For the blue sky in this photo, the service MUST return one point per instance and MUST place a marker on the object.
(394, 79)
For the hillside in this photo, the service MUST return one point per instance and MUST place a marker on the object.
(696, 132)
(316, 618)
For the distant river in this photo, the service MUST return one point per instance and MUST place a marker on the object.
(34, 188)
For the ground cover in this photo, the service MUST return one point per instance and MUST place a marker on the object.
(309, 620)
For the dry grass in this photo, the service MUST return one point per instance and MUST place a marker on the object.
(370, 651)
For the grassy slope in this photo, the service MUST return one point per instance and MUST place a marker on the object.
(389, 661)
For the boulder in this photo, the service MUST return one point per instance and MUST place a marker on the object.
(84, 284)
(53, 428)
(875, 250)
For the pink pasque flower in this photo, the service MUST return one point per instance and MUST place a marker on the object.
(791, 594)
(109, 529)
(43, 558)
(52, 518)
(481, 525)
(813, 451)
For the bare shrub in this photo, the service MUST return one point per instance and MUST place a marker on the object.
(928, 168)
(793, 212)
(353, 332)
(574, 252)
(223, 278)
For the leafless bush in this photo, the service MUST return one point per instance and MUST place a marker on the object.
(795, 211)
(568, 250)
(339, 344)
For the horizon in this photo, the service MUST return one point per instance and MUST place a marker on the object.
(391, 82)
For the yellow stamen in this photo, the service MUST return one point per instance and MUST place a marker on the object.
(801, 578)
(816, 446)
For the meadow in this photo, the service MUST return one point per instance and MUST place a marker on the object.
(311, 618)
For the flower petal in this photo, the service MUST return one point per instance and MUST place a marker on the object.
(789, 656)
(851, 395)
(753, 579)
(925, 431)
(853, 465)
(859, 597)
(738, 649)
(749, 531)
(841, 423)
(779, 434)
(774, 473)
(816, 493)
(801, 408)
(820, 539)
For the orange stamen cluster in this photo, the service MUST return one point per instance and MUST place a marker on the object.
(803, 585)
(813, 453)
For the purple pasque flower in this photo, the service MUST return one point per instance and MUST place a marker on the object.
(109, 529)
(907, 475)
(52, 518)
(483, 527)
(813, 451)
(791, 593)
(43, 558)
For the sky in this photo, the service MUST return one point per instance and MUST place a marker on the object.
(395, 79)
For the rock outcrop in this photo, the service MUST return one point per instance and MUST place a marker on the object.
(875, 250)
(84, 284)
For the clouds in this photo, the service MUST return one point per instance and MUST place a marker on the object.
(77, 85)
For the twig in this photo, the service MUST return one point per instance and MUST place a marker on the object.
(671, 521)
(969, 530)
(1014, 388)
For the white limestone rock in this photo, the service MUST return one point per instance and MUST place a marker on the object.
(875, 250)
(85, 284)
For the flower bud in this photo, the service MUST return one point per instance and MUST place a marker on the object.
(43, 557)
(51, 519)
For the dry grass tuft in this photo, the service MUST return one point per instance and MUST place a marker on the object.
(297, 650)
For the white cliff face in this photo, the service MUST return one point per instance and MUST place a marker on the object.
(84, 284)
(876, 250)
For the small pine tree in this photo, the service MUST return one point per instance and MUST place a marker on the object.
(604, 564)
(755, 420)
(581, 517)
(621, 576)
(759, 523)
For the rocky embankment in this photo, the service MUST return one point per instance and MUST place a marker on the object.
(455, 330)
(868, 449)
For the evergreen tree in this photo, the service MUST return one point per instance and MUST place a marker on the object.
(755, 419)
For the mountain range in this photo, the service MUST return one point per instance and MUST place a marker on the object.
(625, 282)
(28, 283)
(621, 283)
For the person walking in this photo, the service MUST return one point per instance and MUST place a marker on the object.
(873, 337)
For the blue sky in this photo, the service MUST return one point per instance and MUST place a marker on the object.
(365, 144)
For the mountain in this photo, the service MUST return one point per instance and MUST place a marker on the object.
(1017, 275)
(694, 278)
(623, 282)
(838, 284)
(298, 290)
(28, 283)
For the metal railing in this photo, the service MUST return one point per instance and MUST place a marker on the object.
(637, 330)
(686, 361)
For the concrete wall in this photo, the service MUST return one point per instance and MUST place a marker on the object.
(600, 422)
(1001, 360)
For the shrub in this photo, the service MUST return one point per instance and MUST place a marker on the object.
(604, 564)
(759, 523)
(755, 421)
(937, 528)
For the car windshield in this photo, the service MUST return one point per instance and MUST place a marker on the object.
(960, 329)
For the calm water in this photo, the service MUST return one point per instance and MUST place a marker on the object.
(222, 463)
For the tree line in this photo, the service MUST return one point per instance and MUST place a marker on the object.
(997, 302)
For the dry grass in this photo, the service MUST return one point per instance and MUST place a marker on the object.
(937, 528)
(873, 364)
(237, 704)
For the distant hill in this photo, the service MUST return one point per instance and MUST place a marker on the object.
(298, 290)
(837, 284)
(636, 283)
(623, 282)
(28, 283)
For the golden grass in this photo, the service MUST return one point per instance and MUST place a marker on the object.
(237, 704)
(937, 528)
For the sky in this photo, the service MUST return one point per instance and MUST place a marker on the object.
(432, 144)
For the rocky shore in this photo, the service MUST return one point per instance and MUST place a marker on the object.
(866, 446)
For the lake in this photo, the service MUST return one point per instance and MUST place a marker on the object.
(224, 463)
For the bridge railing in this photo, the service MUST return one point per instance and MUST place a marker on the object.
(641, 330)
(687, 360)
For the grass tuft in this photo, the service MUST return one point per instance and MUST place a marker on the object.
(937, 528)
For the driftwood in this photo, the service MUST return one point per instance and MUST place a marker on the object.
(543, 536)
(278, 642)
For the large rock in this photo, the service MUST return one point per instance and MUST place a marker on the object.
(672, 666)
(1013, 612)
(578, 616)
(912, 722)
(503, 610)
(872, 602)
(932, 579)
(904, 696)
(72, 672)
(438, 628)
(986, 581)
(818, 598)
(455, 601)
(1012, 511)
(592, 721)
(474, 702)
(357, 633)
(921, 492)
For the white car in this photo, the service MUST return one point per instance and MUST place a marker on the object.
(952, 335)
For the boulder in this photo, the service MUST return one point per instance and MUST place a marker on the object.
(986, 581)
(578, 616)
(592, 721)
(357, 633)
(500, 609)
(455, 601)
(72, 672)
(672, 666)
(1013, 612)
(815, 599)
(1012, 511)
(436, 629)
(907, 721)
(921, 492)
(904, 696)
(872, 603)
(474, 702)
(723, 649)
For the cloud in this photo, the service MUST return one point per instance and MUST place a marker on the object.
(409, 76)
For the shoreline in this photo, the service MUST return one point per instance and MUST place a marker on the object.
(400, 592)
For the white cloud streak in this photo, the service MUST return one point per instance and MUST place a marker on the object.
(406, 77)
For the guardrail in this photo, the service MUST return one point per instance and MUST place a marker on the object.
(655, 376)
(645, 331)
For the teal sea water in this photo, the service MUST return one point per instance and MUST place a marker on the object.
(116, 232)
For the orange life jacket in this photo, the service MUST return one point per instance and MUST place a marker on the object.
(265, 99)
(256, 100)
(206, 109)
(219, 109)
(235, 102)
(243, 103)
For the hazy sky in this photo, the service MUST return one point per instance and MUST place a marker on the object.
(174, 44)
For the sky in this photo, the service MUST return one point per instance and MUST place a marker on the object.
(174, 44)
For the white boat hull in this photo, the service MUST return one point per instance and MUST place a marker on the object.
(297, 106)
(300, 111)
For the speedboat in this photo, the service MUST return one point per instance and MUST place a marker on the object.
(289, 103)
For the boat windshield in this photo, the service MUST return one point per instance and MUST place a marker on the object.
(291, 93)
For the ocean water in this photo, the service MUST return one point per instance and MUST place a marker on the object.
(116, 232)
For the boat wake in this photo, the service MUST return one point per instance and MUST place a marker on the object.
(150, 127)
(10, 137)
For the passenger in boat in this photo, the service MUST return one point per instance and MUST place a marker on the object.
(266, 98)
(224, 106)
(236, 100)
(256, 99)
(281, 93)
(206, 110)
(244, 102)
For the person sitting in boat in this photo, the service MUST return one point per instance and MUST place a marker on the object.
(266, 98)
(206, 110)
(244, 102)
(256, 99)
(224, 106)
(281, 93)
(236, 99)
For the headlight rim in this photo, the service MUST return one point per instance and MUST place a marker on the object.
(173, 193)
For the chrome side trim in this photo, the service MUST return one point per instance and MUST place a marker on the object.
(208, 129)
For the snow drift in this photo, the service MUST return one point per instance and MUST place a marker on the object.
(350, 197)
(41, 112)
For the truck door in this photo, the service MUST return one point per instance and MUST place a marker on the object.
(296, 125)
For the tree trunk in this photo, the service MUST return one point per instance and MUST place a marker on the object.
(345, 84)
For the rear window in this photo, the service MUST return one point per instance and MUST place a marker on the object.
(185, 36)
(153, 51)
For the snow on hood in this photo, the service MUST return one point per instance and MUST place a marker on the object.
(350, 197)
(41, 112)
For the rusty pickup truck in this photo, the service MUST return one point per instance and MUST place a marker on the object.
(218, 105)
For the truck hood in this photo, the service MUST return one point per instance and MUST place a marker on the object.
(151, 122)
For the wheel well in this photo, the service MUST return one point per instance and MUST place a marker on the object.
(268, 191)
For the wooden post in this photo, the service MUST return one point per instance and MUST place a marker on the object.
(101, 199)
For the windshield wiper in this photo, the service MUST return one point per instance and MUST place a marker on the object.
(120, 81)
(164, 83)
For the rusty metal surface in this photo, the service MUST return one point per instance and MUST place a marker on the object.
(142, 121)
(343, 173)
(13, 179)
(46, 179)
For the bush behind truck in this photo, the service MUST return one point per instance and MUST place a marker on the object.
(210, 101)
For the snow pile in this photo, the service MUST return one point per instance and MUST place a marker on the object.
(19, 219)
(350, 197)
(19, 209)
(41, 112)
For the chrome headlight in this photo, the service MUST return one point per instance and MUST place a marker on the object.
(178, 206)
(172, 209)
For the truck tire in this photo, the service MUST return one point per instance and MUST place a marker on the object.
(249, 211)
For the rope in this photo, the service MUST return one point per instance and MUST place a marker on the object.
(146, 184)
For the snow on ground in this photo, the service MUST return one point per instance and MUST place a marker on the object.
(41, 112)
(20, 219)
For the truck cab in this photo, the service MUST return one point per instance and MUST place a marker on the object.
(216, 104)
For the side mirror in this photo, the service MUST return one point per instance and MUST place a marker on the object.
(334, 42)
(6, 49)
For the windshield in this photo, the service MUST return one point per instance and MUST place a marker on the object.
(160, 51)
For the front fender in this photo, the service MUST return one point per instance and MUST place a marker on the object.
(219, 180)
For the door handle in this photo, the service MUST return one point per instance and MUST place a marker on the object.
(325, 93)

##############################

■ Task: The lines to output run from the one containing "For the side" through the last line of the records above; repeat them exactly and nothing more.

■ Answer box:
For the side mirror in this photo, the service MUST return one point per instance and MUST place a marker on the object.
(334, 42)
(6, 49)
For the windshield in this photo, the service MUST return one point per instance and MUST place a marker on the object.
(160, 51)
For the front fender in this photo, the service MUST return one point per instance and MUST place a marker on the object.
(219, 180)
For the door handle in this photo, the service MUST return one point per instance and MUST place a marker on the object.
(325, 93)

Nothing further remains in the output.